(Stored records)

*** Block opens ***

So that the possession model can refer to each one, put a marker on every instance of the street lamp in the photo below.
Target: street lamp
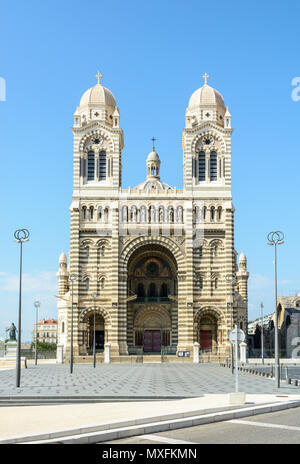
(21, 236)
(94, 296)
(231, 280)
(274, 239)
(262, 333)
(37, 304)
(72, 278)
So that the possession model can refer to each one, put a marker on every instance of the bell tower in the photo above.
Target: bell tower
(98, 140)
(206, 141)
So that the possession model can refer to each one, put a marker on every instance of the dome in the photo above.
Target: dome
(153, 156)
(242, 258)
(152, 184)
(206, 96)
(63, 258)
(98, 95)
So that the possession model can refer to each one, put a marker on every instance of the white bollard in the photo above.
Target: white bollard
(196, 352)
(60, 354)
(243, 352)
(107, 353)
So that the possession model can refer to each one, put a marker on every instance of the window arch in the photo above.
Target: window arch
(140, 291)
(91, 165)
(152, 290)
(102, 165)
(213, 166)
(164, 290)
(201, 166)
(91, 213)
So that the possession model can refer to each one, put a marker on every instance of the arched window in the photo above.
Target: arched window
(102, 165)
(164, 290)
(213, 166)
(219, 213)
(91, 213)
(152, 290)
(201, 166)
(91, 165)
(140, 291)
(86, 285)
(106, 213)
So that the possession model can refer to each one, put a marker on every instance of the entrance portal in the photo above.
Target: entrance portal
(206, 340)
(152, 341)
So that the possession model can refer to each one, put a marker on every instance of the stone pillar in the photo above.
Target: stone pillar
(60, 354)
(107, 353)
(243, 352)
(196, 352)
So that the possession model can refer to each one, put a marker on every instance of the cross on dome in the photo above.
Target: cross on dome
(153, 140)
(98, 76)
(205, 77)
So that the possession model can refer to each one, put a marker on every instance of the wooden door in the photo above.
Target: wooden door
(206, 340)
(152, 341)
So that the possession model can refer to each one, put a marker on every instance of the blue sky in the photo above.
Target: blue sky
(152, 56)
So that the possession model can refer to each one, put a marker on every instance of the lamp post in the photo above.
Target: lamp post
(231, 280)
(73, 278)
(262, 333)
(37, 304)
(21, 236)
(274, 239)
(94, 296)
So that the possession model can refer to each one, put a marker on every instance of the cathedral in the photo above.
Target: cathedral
(154, 266)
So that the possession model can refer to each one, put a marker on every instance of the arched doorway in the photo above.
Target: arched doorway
(87, 332)
(208, 330)
(152, 312)
(152, 329)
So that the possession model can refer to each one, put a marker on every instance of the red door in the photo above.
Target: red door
(206, 340)
(152, 341)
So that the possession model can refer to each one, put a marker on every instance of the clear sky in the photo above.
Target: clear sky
(152, 56)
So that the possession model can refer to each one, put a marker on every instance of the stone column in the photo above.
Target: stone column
(243, 352)
(196, 352)
(107, 353)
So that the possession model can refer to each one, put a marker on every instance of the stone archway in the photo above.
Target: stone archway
(152, 329)
(86, 330)
(208, 329)
(152, 287)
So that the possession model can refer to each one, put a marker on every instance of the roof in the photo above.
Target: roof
(47, 321)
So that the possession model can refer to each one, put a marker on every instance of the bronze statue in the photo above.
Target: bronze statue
(12, 332)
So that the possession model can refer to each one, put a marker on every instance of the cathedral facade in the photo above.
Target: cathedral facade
(155, 265)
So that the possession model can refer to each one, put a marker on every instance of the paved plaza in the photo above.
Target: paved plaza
(140, 381)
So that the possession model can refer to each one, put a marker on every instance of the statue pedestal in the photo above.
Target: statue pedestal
(11, 349)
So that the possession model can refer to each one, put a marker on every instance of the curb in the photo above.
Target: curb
(128, 428)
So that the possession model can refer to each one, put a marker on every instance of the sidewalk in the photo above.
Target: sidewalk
(27, 420)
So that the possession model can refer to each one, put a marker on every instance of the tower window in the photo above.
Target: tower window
(91, 165)
(201, 166)
(213, 166)
(102, 165)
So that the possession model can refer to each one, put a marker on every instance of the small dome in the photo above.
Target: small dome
(242, 258)
(98, 95)
(153, 156)
(63, 258)
(206, 96)
(153, 184)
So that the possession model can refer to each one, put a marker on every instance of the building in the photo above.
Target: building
(157, 264)
(45, 331)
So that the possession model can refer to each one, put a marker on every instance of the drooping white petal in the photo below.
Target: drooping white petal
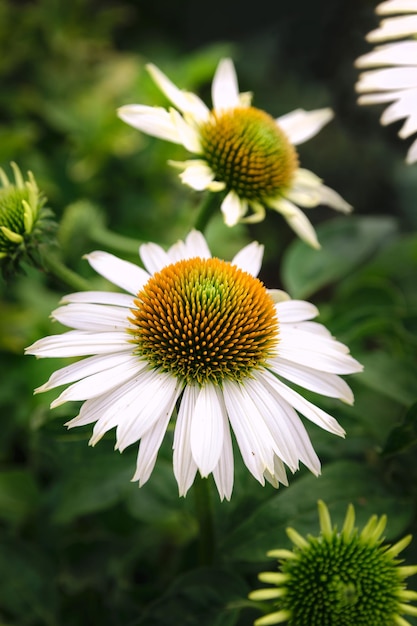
(93, 317)
(249, 258)
(301, 125)
(190, 137)
(122, 273)
(388, 79)
(310, 378)
(297, 220)
(100, 382)
(185, 468)
(158, 391)
(291, 311)
(194, 246)
(225, 88)
(151, 442)
(394, 28)
(80, 343)
(154, 121)
(303, 406)
(252, 435)
(153, 257)
(86, 367)
(233, 208)
(207, 430)
(185, 101)
(100, 297)
(223, 473)
(398, 53)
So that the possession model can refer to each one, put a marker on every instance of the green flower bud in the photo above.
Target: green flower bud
(346, 578)
(25, 222)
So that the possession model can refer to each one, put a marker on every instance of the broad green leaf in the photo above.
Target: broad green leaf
(205, 597)
(404, 436)
(342, 482)
(19, 495)
(346, 243)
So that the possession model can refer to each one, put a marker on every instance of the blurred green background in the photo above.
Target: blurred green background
(79, 543)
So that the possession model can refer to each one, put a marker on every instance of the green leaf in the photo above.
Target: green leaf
(346, 243)
(205, 597)
(342, 482)
(19, 495)
(403, 436)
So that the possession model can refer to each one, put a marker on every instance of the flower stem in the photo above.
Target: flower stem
(55, 267)
(108, 239)
(206, 212)
(205, 520)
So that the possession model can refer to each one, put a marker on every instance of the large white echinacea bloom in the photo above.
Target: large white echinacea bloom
(204, 336)
(242, 151)
(395, 79)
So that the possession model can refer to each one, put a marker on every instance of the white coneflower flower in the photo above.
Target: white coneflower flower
(242, 150)
(396, 82)
(206, 336)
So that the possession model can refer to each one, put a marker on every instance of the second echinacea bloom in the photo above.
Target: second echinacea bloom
(241, 150)
(394, 75)
(205, 336)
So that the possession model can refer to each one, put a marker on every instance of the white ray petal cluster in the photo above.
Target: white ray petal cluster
(184, 124)
(120, 389)
(394, 77)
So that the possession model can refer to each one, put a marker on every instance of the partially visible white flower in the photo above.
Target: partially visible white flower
(395, 80)
(205, 336)
(242, 150)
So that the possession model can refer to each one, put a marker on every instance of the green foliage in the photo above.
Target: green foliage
(80, 543)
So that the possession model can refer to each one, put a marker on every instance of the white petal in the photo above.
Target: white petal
(297, 220)
(190, 138)
(207, 430)
(225, 88)
(185, 468)
(252, 435)
(80, 343)
(153, 257)
(224, 470)
(126, 275)
(399, 53)
(152, 397)
(310, 378)
(100, 297)
(249, 258)
(233, 208)
(412, 153)
(184, 101)
(154, 121)
(309, 410)
(86, 367)
(100, 382)
(387, 79)
(291, 311)
(194, 246)
(393, 28)
(197, 175)
(300, 125)
(151, 442)
(93, 317)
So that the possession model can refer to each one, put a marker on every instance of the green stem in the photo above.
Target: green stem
(108, 239)
(206, 211)
(55, 267)
(205, 520)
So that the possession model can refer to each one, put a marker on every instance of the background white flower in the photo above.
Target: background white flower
(242, 150)
(396, 82)
(206, 336)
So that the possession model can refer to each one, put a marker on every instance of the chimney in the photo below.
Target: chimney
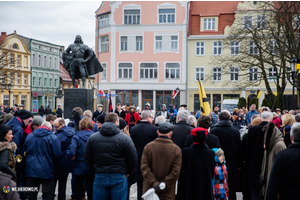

*** Block closes ***

AIM OF THE EXERCISE: From the records above, copy every line that holds the word "below".

FINAL ANSWER:
So that the possession model can refer to each one, put a marker on every instance of the street lamp in the photo below.
So that the possession model can refer to each one, put a marker on every instance of the drooping white petal in the photo below.
So that the possession model can refer to each one, put a marker on every instance of the chimney in the photo below.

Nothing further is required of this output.